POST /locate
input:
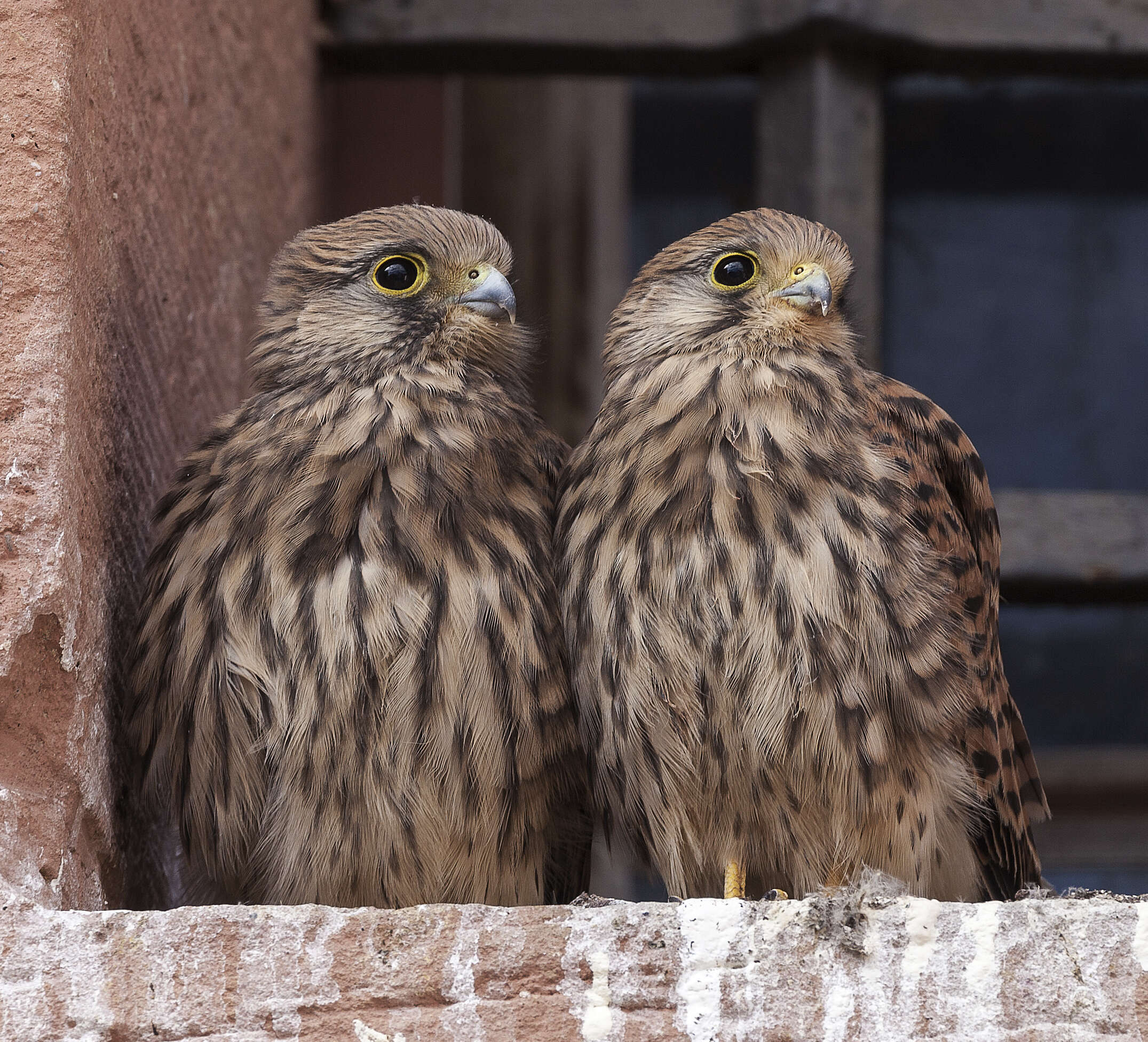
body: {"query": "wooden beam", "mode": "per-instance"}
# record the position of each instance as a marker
(547, 160)
(820, 151)
(1089, 538)
(1052, 26)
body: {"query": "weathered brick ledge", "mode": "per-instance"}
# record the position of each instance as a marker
(854, 965)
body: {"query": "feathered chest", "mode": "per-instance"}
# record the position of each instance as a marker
(408, 476)
(732, 477)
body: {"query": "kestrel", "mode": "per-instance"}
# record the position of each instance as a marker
(351, 685)
(779, 573)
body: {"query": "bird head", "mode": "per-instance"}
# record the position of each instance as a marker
(751, 284)
(402, 285)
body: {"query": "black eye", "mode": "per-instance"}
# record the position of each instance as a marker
(735, 269)
(397, 275)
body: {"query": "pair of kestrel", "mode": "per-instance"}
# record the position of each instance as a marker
(392, 652)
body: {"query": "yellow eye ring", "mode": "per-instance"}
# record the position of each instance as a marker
(400, 275)
(736, 270)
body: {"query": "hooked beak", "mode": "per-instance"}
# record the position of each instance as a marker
(489, 295)
(810, 289)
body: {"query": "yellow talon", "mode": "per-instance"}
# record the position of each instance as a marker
(735, 880)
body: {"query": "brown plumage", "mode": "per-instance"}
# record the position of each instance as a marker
(779, 573)
(349, 684)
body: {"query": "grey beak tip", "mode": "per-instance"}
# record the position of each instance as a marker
(492, 298)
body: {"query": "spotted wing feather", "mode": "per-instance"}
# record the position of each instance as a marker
(955, 512)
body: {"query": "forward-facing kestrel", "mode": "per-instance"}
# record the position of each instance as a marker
(779, 573)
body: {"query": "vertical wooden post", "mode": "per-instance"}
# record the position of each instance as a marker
(547, 159)
(820, 154)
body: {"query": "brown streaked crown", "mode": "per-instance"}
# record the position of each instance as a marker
(673, 306)
(324, 321)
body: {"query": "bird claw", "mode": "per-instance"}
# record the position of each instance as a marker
(735, 880)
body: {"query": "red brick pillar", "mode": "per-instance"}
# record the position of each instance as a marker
(153, 156)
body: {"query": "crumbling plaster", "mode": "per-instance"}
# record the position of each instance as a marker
(152, 160)
(862, 964)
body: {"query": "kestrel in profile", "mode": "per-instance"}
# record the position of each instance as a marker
(351, 685)
(779, 572)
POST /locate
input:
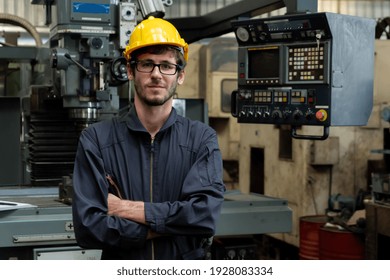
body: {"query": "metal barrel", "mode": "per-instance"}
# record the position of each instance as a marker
(309, 227)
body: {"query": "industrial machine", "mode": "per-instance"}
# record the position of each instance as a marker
(79, 77)
(305, 70)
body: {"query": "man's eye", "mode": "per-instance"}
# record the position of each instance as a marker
(167, 66)
(146, 64)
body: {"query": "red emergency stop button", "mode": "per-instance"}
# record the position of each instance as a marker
(321, 115)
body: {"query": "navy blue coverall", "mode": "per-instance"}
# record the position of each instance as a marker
(178, 175)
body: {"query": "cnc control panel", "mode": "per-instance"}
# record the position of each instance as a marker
(304, 69)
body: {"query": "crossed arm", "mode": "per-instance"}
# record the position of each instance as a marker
(127, 209)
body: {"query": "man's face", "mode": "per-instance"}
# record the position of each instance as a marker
(155, 89)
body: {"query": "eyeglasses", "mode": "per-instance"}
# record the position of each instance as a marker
(146, 66)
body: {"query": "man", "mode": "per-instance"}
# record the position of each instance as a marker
(149, 185)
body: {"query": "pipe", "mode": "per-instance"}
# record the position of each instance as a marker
(15, 20)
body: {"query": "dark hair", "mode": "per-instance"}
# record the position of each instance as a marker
(160, 49)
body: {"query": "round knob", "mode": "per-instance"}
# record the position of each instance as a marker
(276, 114)
(321, 115)
(309, 114)
(297, 115)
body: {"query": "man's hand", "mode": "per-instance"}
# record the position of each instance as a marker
(127, 209)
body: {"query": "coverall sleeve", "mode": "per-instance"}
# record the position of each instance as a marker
(202, 196)
(93, 227)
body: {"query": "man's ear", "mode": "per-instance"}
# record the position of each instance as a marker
(129, 72)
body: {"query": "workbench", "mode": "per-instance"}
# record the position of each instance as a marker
(44, 225)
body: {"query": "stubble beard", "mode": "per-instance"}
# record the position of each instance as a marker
(155, 101)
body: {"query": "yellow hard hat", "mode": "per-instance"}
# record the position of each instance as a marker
(155, 31)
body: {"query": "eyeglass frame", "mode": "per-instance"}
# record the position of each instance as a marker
(177, 66)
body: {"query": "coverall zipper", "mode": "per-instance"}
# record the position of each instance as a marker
(151, 181)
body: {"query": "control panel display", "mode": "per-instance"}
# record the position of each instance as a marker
(301, 70)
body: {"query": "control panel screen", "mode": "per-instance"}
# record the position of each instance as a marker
(263, 63)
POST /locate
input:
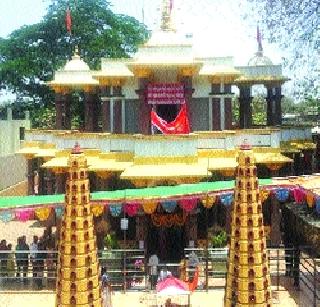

§ Direction:
Please state how many lines of the listing above contain the word "yellow". Give only the number.

§ The output:
3